- _Task set_
- a) Could you copy the SAMS passage word for word, everything from "- Discovery of" down to "engineers, and communicators."?
- b) How would the SAMS passage go on from its last sentence? Write the continuation.

The research laboratories were rebuilt and re-equipped in 2004 and new teaching facilities were added in 2010. The Ocean Explorer Centre, at Dunbeg, allows visitors to learn about the marine environment and some of the research going on at SAMS.

In 2014 the Ocean Explorer Centre was opened by Michael Russell MSP, then Scottish Cabinet Secretary for Education and Lifelong Learning, to serve as a visitor and outreach facility for SAMS.

==Research==
SAMS science is organised in three research areas:

- Discovery of the physical, chemical, geological and biological processes that drive the marine system
- Describing and quantifying how the coastal environment responds to human-made pressures such as climate change, habitat destruction, pollution and resource overexploitation and to work with society on developing and testing mitigation and adaptation measures
- Developing a sustainable blue economy to promote the use of the marine environment without degrading its health and productivity

SAMS works with staff from different disciplines, including physicists, mathematicians, biologists, geologists, chemists, social scientists, computer scientists, technologists, engineers, and communicators.

In addition to marine research, in the fields of marine processes and climate change, renewable energy, the Arctic, marine prosperity and sustainability, and mining impacts, the institute has a commercial branch and an education department.

- _Given data_
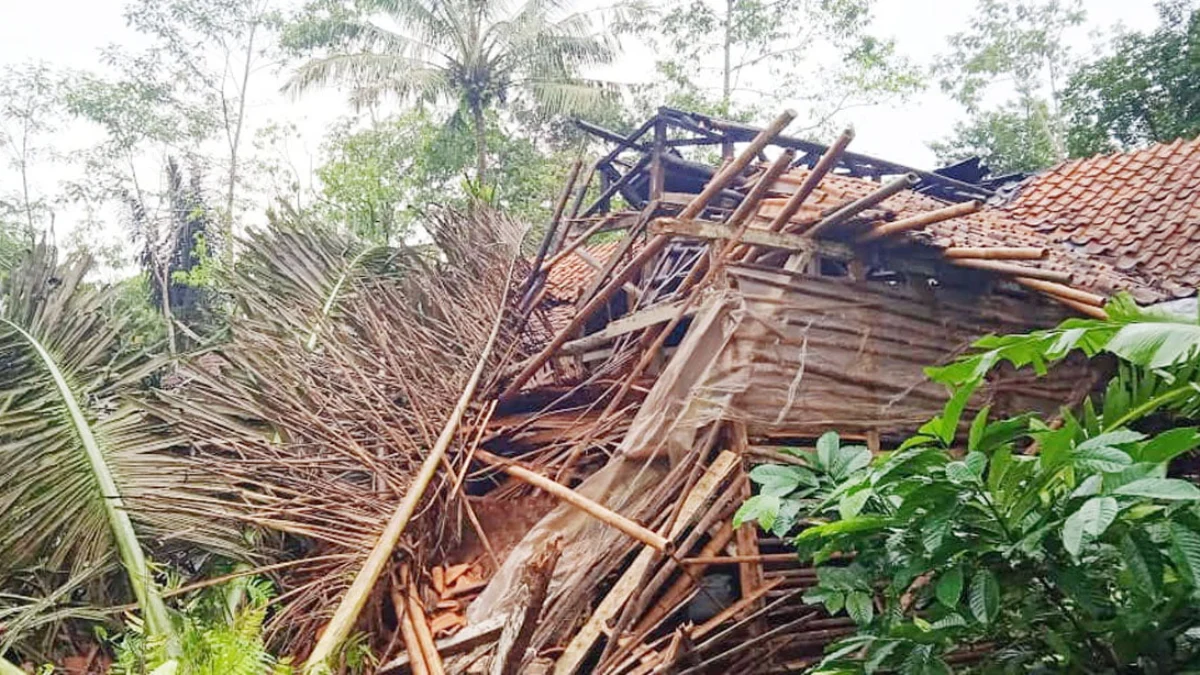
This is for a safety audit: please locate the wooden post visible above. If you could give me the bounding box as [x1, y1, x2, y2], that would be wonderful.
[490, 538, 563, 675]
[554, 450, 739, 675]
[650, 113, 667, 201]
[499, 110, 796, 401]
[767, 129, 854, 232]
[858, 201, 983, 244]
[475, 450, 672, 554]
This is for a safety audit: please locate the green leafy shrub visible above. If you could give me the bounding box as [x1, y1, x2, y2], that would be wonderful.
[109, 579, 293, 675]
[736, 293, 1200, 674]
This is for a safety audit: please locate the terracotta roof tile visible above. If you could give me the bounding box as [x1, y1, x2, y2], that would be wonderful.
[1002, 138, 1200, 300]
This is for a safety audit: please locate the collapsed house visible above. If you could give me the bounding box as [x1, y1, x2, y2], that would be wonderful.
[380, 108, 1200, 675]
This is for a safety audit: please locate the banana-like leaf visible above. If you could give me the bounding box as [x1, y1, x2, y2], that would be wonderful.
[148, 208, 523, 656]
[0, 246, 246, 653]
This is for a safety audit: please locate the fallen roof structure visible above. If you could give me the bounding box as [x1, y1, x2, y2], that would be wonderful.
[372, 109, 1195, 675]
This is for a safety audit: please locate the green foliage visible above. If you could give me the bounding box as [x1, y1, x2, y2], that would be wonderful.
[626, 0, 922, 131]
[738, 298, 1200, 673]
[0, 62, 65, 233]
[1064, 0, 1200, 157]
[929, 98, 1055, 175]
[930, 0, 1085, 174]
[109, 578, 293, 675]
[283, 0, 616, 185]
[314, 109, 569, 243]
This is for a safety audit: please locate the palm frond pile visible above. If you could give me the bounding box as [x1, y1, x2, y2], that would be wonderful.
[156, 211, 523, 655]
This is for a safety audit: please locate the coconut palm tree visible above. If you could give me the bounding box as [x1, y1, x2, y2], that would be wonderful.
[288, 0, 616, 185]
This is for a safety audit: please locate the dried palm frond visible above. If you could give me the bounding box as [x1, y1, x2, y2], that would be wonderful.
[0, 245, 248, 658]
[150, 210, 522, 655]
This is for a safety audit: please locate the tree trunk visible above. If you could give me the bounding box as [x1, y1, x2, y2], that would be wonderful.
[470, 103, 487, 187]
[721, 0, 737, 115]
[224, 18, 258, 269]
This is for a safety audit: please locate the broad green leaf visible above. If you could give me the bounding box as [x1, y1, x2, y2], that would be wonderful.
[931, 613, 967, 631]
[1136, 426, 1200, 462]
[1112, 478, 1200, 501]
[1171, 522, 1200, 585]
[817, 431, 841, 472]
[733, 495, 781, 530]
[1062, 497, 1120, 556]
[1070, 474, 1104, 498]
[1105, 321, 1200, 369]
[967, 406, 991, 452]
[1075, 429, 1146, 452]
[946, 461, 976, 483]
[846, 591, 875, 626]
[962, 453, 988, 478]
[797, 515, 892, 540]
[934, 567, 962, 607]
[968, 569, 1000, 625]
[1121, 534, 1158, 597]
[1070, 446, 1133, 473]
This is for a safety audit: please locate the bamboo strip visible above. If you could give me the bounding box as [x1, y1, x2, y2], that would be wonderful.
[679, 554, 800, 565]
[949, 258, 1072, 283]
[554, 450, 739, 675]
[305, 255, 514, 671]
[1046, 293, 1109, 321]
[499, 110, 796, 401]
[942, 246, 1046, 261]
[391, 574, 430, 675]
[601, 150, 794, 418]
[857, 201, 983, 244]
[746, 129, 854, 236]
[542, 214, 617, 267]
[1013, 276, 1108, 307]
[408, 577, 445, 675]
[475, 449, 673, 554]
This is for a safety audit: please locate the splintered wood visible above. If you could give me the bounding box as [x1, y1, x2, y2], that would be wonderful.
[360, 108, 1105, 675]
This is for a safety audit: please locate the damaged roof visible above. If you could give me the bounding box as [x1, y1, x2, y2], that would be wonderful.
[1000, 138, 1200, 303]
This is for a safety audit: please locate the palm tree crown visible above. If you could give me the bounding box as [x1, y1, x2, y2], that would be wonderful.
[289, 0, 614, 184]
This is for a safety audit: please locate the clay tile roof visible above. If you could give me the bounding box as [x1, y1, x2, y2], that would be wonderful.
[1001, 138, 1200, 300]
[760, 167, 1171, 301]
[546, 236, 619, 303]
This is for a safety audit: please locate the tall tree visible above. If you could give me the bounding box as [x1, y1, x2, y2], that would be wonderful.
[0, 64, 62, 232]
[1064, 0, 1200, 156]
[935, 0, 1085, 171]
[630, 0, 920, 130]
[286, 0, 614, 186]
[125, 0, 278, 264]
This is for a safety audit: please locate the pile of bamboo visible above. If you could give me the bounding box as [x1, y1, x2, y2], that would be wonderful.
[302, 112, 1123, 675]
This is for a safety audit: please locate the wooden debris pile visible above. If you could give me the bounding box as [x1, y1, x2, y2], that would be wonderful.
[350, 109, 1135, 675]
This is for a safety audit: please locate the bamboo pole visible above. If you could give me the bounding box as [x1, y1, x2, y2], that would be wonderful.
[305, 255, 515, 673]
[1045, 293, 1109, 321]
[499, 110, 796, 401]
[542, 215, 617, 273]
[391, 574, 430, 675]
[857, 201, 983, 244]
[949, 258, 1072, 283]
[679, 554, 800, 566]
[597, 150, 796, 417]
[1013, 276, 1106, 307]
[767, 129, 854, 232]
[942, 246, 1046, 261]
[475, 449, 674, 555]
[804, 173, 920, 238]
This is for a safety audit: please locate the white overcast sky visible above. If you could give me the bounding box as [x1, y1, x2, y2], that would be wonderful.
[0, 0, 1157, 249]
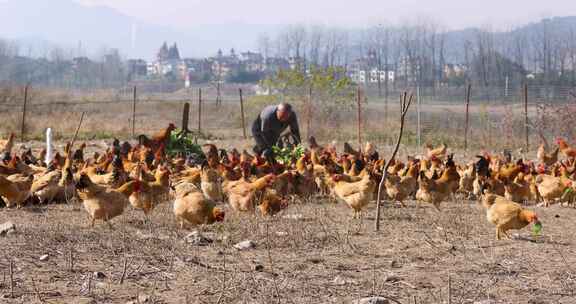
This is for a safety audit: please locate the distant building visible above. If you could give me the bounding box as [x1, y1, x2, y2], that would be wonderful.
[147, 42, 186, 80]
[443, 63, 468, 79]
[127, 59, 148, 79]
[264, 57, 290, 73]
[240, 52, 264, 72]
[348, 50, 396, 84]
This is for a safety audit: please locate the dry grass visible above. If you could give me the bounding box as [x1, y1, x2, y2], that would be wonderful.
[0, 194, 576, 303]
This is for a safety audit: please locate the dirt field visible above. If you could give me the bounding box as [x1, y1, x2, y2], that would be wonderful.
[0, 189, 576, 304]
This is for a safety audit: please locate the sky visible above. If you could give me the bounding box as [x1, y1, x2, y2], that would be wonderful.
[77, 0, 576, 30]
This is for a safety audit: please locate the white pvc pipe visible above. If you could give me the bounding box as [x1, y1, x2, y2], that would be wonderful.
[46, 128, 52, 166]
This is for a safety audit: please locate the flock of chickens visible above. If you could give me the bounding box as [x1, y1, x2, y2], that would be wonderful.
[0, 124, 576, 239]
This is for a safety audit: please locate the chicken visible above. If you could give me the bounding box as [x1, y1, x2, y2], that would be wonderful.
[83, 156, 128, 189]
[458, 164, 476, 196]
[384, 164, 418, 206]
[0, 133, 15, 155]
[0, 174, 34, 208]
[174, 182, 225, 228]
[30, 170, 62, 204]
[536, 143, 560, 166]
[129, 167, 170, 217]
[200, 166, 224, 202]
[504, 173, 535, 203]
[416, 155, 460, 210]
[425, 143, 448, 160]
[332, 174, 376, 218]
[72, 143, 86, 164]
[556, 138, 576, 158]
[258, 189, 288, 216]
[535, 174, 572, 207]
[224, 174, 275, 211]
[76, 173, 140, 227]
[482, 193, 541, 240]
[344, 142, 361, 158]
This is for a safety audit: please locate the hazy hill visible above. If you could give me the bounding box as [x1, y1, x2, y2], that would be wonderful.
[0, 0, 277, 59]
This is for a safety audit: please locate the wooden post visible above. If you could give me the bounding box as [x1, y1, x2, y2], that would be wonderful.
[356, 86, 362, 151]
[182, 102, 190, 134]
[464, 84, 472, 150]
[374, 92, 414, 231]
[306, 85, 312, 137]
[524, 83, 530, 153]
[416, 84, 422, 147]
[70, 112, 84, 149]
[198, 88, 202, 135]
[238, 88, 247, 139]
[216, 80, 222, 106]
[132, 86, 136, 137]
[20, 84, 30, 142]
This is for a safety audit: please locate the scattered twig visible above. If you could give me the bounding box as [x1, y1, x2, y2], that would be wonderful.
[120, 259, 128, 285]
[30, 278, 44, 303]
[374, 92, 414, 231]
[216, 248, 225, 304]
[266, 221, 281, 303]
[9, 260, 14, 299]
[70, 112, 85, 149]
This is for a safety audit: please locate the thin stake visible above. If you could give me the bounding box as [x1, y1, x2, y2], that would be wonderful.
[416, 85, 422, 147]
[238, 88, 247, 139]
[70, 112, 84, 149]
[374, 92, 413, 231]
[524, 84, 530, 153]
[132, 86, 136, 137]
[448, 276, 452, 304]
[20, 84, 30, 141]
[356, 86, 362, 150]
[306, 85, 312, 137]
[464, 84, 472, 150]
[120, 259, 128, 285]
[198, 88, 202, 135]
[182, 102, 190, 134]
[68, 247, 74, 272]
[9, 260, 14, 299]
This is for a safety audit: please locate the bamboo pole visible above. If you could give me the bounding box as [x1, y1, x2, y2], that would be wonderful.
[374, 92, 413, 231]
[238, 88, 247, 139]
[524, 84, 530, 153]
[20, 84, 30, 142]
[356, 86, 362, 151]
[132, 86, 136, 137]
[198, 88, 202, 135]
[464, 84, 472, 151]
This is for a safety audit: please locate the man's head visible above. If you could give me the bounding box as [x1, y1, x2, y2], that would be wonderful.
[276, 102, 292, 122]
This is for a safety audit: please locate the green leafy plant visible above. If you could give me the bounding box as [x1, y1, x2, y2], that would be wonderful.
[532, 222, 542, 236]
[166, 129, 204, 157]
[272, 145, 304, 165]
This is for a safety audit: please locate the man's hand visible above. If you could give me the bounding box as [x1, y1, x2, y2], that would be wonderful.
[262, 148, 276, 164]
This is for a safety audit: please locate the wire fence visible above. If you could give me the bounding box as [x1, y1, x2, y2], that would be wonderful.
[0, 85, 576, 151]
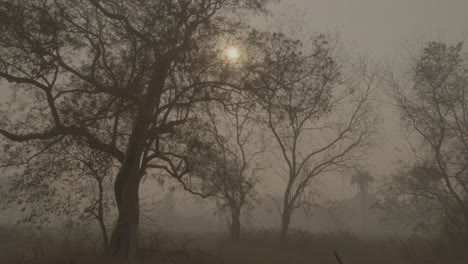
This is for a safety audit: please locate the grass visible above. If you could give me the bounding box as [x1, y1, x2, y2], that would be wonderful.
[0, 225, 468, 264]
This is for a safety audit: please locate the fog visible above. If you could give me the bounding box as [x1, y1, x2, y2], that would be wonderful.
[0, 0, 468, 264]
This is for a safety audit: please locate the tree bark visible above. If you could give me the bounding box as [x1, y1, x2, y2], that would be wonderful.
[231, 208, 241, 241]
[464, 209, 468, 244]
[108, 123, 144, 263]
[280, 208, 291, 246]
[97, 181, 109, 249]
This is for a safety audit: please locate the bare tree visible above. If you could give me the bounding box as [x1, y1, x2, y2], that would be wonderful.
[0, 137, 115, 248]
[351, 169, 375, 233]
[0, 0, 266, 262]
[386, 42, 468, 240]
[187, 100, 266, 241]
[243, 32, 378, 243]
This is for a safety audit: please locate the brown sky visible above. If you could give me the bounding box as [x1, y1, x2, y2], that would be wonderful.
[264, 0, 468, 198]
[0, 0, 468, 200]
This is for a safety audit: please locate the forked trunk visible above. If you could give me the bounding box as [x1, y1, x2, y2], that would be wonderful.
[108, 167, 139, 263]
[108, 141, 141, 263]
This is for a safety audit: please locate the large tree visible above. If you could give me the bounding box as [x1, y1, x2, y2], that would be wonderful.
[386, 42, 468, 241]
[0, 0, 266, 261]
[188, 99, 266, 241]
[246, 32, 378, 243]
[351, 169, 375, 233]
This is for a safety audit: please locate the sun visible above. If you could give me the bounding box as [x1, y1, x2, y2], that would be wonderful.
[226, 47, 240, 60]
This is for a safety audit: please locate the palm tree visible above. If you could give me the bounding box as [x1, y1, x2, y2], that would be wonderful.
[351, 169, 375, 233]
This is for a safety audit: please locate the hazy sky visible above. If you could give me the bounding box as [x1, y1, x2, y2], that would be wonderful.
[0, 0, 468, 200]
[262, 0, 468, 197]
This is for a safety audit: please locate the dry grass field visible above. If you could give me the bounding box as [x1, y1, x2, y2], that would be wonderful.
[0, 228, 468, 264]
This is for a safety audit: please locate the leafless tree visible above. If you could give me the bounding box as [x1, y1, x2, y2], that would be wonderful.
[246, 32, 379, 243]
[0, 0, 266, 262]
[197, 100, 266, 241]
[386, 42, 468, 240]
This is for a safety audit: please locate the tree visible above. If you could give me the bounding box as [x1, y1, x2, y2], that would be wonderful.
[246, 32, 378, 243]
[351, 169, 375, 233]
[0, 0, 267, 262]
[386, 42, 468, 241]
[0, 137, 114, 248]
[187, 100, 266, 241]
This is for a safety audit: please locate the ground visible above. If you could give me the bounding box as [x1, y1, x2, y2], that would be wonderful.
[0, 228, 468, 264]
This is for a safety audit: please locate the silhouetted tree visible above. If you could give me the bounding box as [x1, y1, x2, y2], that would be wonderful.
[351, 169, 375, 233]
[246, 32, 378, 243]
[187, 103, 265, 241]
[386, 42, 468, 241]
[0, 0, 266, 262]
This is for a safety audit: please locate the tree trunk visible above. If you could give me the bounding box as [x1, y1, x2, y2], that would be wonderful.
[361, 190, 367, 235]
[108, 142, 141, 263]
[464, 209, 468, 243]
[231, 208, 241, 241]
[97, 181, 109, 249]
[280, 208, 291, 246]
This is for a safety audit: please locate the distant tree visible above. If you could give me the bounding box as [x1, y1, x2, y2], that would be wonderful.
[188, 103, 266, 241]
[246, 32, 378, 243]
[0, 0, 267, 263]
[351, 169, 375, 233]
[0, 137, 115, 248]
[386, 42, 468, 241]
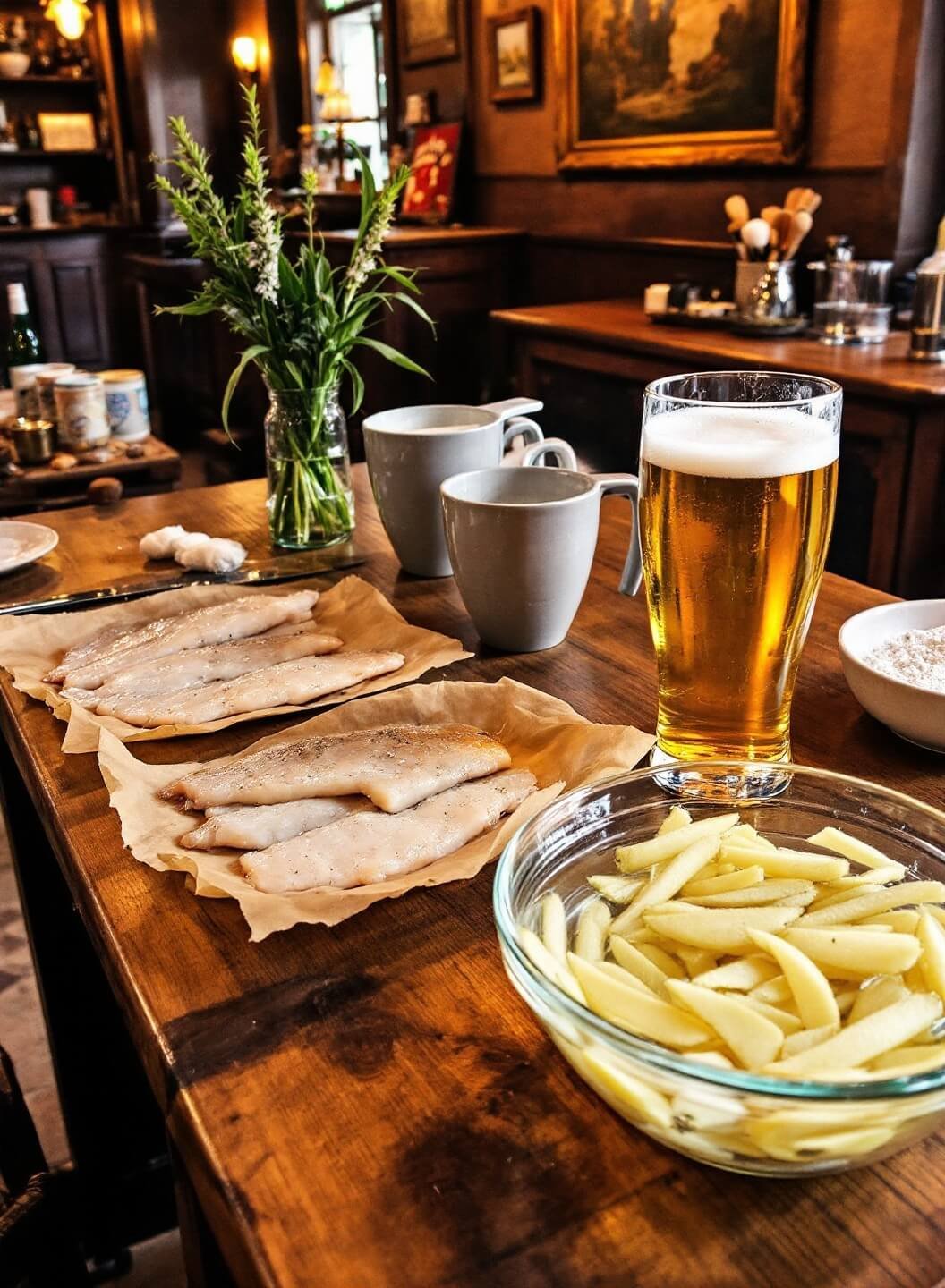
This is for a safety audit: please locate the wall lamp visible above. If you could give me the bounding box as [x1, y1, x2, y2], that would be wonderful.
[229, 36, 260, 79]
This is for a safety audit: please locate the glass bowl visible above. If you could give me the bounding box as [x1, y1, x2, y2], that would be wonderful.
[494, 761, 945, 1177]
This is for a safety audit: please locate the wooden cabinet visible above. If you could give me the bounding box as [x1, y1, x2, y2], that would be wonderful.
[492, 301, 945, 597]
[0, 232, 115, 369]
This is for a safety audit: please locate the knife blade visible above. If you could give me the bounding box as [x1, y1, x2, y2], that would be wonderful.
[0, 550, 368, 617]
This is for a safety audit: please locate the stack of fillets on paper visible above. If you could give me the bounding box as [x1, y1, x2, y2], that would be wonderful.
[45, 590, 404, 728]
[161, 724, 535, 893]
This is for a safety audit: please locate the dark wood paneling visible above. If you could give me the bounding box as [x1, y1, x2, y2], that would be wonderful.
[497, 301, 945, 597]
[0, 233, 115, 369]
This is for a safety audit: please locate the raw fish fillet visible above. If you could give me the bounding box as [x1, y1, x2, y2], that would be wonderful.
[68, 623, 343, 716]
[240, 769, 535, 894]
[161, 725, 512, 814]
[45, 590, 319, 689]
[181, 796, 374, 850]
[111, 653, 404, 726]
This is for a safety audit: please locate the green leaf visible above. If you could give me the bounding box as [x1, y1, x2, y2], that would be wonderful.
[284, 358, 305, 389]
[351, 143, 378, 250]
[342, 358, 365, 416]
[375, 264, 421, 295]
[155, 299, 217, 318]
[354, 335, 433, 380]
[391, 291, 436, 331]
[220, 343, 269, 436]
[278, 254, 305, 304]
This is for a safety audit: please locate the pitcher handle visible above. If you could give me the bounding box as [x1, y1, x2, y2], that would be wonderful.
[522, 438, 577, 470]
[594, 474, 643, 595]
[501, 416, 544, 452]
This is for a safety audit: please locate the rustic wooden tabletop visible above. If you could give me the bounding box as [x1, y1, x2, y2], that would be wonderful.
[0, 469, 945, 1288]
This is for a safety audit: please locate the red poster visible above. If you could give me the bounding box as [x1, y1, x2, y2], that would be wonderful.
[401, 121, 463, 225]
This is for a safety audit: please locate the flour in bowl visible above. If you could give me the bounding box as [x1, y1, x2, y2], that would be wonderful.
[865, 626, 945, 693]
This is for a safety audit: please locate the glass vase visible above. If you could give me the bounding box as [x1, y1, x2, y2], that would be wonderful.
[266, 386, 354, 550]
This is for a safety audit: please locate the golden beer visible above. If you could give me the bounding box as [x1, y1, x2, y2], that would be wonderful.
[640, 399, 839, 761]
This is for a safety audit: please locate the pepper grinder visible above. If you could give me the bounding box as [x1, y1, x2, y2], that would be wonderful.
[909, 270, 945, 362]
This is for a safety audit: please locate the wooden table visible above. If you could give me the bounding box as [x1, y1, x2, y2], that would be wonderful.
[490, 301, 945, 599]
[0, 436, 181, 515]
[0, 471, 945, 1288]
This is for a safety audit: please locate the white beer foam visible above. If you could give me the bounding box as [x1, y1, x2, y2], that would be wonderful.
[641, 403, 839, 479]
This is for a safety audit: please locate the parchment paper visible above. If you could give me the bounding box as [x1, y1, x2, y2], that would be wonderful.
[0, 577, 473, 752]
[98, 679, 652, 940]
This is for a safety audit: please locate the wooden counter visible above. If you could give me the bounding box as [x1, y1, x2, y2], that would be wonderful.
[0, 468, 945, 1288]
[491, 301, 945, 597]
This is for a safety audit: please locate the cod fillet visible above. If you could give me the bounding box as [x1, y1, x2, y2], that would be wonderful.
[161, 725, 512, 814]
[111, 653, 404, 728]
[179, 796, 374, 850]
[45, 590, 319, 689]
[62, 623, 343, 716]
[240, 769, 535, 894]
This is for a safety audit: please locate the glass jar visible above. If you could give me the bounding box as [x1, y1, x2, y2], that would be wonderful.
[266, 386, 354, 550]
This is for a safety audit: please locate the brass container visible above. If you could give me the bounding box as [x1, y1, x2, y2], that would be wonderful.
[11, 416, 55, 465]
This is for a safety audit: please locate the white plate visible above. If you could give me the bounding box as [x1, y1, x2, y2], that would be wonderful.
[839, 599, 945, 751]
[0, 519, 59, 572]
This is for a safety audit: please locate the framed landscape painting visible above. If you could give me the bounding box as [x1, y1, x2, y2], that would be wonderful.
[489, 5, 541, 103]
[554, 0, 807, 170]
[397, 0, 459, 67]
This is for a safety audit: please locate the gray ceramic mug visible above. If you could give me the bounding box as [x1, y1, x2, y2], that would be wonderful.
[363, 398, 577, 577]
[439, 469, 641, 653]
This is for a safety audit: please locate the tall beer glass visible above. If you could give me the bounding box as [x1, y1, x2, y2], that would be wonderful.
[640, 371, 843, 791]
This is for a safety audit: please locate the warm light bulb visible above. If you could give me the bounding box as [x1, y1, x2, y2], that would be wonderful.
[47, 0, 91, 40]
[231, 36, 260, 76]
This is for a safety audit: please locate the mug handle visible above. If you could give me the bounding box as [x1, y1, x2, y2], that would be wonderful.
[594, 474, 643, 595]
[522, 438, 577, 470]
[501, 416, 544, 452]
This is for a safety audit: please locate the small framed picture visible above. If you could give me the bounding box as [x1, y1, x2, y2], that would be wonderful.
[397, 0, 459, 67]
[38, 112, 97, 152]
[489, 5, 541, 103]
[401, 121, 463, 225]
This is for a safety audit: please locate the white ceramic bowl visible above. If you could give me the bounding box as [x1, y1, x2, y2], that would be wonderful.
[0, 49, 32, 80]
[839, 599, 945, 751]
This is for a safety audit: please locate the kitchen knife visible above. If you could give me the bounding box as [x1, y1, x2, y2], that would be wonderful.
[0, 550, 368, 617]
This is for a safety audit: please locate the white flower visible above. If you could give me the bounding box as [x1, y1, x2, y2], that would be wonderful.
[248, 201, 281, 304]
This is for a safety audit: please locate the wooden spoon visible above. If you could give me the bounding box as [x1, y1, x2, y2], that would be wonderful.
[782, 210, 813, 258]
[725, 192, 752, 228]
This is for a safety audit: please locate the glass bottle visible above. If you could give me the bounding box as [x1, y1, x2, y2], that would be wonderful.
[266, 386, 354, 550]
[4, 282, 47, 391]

- _Task answers_
- a)
- Discovery of the physical, chemical, geological and biological processes that drive the marine system
- Describing and quantifying how the coastal environment responds to human-made pressures such as climate change, habitat destruction, pollution and resource overexploitation and to work with society on developing and testing mitigation and adaptation measures
- Developing a sustainable blue economy to promote the use of the marine environment without degrading its health and productivity

SAMS works with staff from different disciplines, including physicists, mathematicians, biologists, geologists, chemists, social scientists, computer scientists, technologists, engineers, and communicators.

- b)
In 2024 Professor Andrew Sweetman from SAMS was lead-author on a Nature Geoscience communication that provided the first evidence for dark oxygen production in the deep sea.

== Commercial activities ==
SAMS set up its first commercial subsidiary in 2002. SAMS Enterprise delivers specialist marine consultancy and survey services to industries, including aquaculture, renewable energy, marine mining, oil and gas (decommissioning), seafood security, and marine biotechnology. The company also manufactures devices for autonomous snow and ice measurements for reliable monitoring in extreme and inaccessible locations, a software model predicting the impact of fishfarm discharges on the seabed and products and services supporting seaweed farmers.

==Facilities==
===Robotics facilities===

SAMS' robotics facilities uses flying, surface and diving robots to work on academic, regulatory and commercial projects, such as aerial mapping, surface fluxes and the properties of deep water. The Scientific Robotics Academy provides training, testing and monitoring to assess and monitor the environment.

=== Culture Collection of Algae and Protozoa ===
The CCAP is the largest collection of algae and protists in Europe. It supports SAMS' research, eg on algal diseases.

==Education==

SAMS offers undergraduate and postgraduate marine science programmes, including:

- Marine Science BSc (Hons)
- Marine Science with Marine Biology BSc (Hons)
- Marine Science with Arctic Studies BSc (Hons)
- Marine Science with Oceanography & Marine Robotics BSc (Hons)
- Applied Marine Science MSci
- Aquaculture, Environment and Society (ACES) Joint Masters (Erasmus Mundus)
- Marine Science MRes
- Doctorate studies

== Academic partnerships ==
SAMS is an academic partner of the University of the Highlands and Islands. It is also a member of the Marine Alliance for Science and Technology for Scotland (MASTS).

Deputy Director Professor Mark Inall was the director of the Scottish Alliance for Geoscience, Environment and Society (SAGES) until 2023; in 2024, he was appointed as Chief Scientific Adviser of the Scottish Government’s Marine Directorate.